GIVEN INSTRUCTION
Can you substitute "separated by" for "split by" throughout the rows below, keep everything else the same, and leave the pictures out?

-----

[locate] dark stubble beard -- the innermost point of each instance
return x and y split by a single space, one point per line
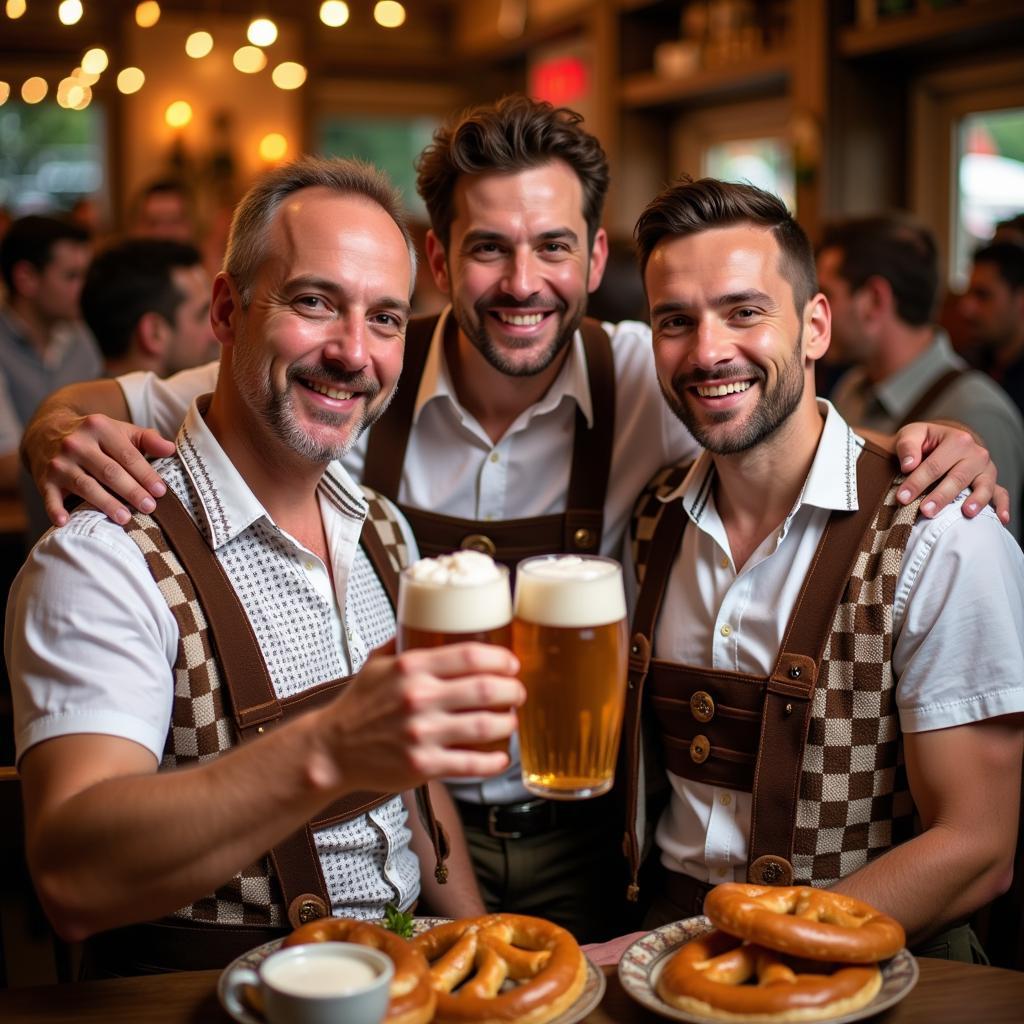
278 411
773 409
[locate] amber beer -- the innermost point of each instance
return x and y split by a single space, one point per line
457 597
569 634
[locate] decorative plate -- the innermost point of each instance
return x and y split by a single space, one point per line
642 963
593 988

-----

SOLUTION TO THE PROBLEM
[locate] dark stubble beard -- the innermost point of each instance
return x and y separated by a single space, one point per line
278 411
773 409
[locate] amber beer -- the innermost point of each instance
return x and y separated by a single space, one point per line
457 597
569 634
[locate] decorative plate -- the innermost point of each instance
return x and y separated by a single space, one point per line
642 963
593 988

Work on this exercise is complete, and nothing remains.